Libxo: Easy way to generate text, XML, JSON, and HTML

JNRowe · on July 14, 2023

Every time I see this I'm hoping that it has taken off, because it feels like such an obvious improvement. Instead of that we have some support for it in FreeBSD, and a homegrown solution in some packages like util-linux. Yeah, there are some concerns, but the concept seems sound and the implementation can be iterated upon.

For instance, years later and it still isn't packaged in Debian. If nothing out of the tens of thousands of Debian packages has a dependency on it there presumably must be a good reason.

It strikes me as one of those libtermkey¹/libvterm things where Leonerd pushed it for years before anybody really used it, despite it being a seemingly obvious improvement over the status quo.

¹ https://www.leonerd.org.uk/code/libtermkey/

ComputerGuru · on July 14, 2023

> Instead of that we have some support for it in FreeBSD

My google fu is failing me right now but FreeBSD also has a shared library used for reading/parsing config files and providing either a common or universal dsl for all conf files using the same library. This is one of the benefits of using an OS instead of a distribution - all the tools are developed holistically and refactors such as providing a shared, universal input or output format, sandboxing everything with capsicum, etc across the board are much more possible.

» Records shown:
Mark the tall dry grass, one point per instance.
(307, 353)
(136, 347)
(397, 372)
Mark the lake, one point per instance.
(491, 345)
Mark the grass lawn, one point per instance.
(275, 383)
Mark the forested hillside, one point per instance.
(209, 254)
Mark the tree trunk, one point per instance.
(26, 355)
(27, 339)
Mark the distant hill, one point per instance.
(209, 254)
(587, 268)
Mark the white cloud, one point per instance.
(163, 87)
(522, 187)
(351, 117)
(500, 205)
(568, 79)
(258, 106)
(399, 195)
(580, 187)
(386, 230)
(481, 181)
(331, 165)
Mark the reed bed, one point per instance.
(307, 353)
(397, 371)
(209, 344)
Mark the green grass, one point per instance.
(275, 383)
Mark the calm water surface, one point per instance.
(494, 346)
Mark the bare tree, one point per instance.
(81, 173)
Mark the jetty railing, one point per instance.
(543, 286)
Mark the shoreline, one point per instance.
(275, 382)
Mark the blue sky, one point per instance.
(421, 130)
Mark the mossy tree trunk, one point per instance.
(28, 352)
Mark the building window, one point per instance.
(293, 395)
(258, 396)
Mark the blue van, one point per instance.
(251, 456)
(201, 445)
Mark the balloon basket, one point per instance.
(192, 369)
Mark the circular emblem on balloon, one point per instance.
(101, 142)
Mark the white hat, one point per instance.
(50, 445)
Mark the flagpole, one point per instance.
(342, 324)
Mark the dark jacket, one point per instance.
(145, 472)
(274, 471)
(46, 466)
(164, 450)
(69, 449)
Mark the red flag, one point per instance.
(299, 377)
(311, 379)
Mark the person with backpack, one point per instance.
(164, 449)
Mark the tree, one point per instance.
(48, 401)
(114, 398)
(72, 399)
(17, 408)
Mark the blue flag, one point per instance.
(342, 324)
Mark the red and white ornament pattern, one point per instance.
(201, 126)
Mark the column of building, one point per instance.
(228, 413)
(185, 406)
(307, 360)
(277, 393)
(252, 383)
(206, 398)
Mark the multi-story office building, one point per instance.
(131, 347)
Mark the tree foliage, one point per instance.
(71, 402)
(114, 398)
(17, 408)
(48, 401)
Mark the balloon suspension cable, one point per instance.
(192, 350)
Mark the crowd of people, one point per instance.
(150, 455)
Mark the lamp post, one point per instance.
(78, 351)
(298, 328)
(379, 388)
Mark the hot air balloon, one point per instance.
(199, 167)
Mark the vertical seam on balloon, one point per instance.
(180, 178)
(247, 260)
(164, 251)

» Brief 1:
In the Libxo thread, write out the passage from "It strikes me" to "much more possible.".
» Brief 2:
Translate this sentence from the Libxo thread into Spanish: "For instance, years later and it still isn't packaged in Debian."
» Brief 3:
According to the first comment in the Libxo thread, who pushed libtermkey and libvterm for years before anybody really used them?

» Answer 1:
It strikes me as one of those libtermkey¹/libvterm things where Leonerd pushed it for years before anybody really used it, despite it being a seemingly obvious improvement over the status quo.

¹ https://www.leonerd.org.uk/code/libtermkey/

ComputerGuru · on July 14, 2023

> Instead of that we have some support for it in FreeBSD

My google fu is failing me right now but FreeBSD also has a shared library used for reading/parsing config files and providing either a common or universal dsl for all conf files using the same library. This is one of the benefits of using an OS instead of a distribution - all the tools are developed holistically and refactors such as providing a shared, universal input or output format, sandboxing everything with capsicum, etc across the board are much more possible.

» Answer 2:
Por ejemplo, años después todavía no está empaquetado en Debian.

» Answer 3:
Leonerd.